Challenges
(a) Reproduce the passage on American decline verbatim, starting with "He referred to" and going on through "on related subjects.".
(b) Write the next part of the commentary on American decline, picking up after its final sentence.

Provided passage
He referred to a recent debate at the Aspen Institute, which he attended, between historian Niall Ferguson and former presidential aide David Gergen over the now almost faddish subject of American “decline.” Ferguson, who is virtually an itinerant industry of opinion and scholarly advocacy unto himself, spoke of an imminent and very steep dip in America’s fortunes.

David Gergen, who makes no claim to as broad an academic background, but was a close adviser to the last U.S. presidents who could be described as successful (Ronald Reagan and Bill Clinton), made the case that the United States is still by some margin the most powerful country. Both men are both substantially correct, and were not really debating the same issue at all, just soliloquizing on related subjects.

My visitor lamented that “We don’t have a president. We have a resident in the president’s house.” I am afraid he underestimates the capacities of the incumbent to continue to squander his country’s position in the world. Of course, these are themes that have been much bandied about, including in this space, but the Syrian shambles, the naïve handling of relations with Iran and the acute contentiousness over Obamacare’s formal launch have all brought the discussion to a new and more hoary head.

This administration has the seriously annoying habit of trying to generate a celebration of the end, or impending end, of inherited crises that are in fact far from over, so they can masquerade as authors of solutions to problems created by predecessors. Worst of all was the unbelievable effort to pretend that the murder of the American ambassador in Benghazi was not a premeditated terrorist act but a spontaneous Libyan popular reaction to an anti-Islamist video by an American kook, as explained by the then-secretary of state, Hillary Clinton, to the world’s Muslims, whose bewilderment at the message may only be imagined.

Given data
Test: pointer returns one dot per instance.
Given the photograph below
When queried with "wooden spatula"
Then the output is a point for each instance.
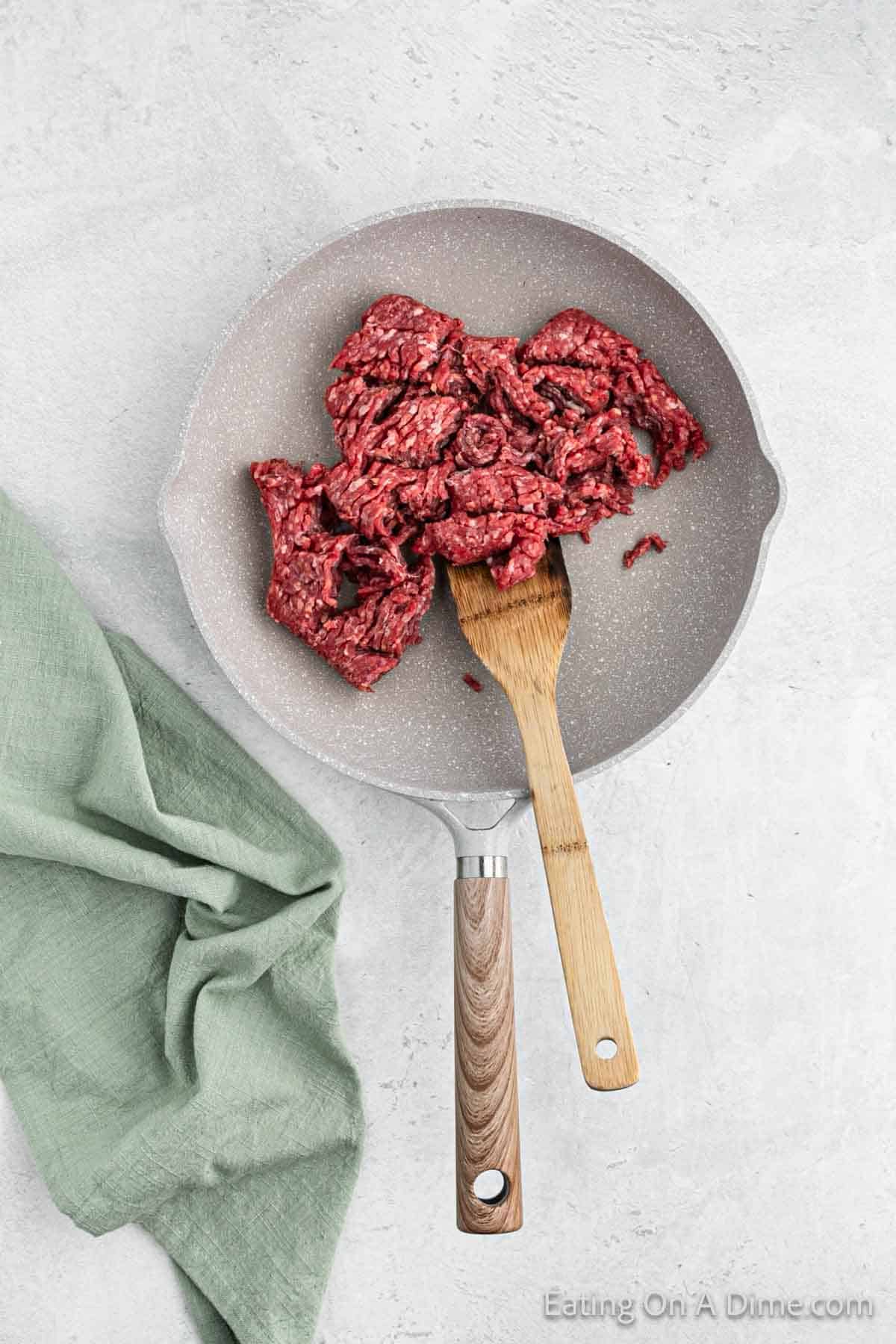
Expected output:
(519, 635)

...

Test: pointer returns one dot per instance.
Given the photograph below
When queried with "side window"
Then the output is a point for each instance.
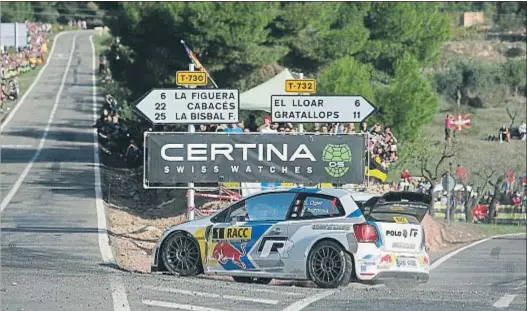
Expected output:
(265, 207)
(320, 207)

Set of answers
(a)
He referred to a recent debate at the Aspen Institute, which he attended, between historian Niall Ferguson and former presidential aide David Gergen over the now almost faddish subject of American “decline.” Ferguson, who is virtually an itinerant industry of opinion and scholarly advocacy unto himself, spoke of an imminent and very steep dip in America’s fortunes.

David Gergen, who makes no claim to as broad an academic background, but was a close adviser to the last U.S. presidents who could be described as successful (Ronald Reagan and Bill Clinton), made the case that the United States is still by some margin the most powerful country. Both men are both substantially correct, and were not really debating the same issue at all, just soliloquizing on related subjects.

(b)
In the last few weeks, the usual beaters and criers for the Obama regime in the press, led by the New York Times, foretold a new dawn in relations with a moderate and co-operative Iran miraculously returned to its senses, another fable that dissolved with the new Iranian president’s failure even to shake hands with the President of the United States. Old-timers will remember the impact of the refusal of John Foster Dulles — Secretary of State in the Eisenhower administration — to shake hands with Chou En-lai at Geneva in 1954. Chou was still fuming about this when Richard Nixon visited him in 1972.

The evidence of the collapse of American prestige is everywhere, in the failures of its diplomacy, the retrenchment of its military, in its unending mountainous budgetary deficits, and in the anecdotal indications of how absurd and insane daily life is becoming, with frequent random massacres of people and a completely divided political culture reduced to the most sterile and intemperate repetitions of irreconcilable differences.

Admittedly, George W. Bush certainly had taken the country a good way down the slippery slope to being a financially incontinent laughing stock, flailing about in hopeless nation-building at the ends of the earth as the American economy melted down, not so much from private greed, as the political class chanted in unison, as from the public policy errors of both parties.

But, with all that said, David Gergen is right: The United States remains the most important country in the world. The Globe & Mail’s Margaret Wente was correct when she recently pointed out that — contrary to habitual conversation in the sherry-drinking, leather-elbowed zones of real and aspirant Rosedale — the United States is the greatest force for good in the world in modern times (even if, as I need not emphasize, the U.S. government was hardly a positive force in my own affairs, and I would not now qualify as a pro-American commentator).

As I said to my distraught friend, there will be another resident in the White House in 2016. With him or her will come a great opportunity. Such a fundamentally strong country does not go to pieces as quickly as the antics of the Bush-Obama era would indicate is now happening. Almost nothing has been lost that cannot be replaced, and little is wrong with America that intelligent leadership of the kind it always has found before when it needed it would not put right.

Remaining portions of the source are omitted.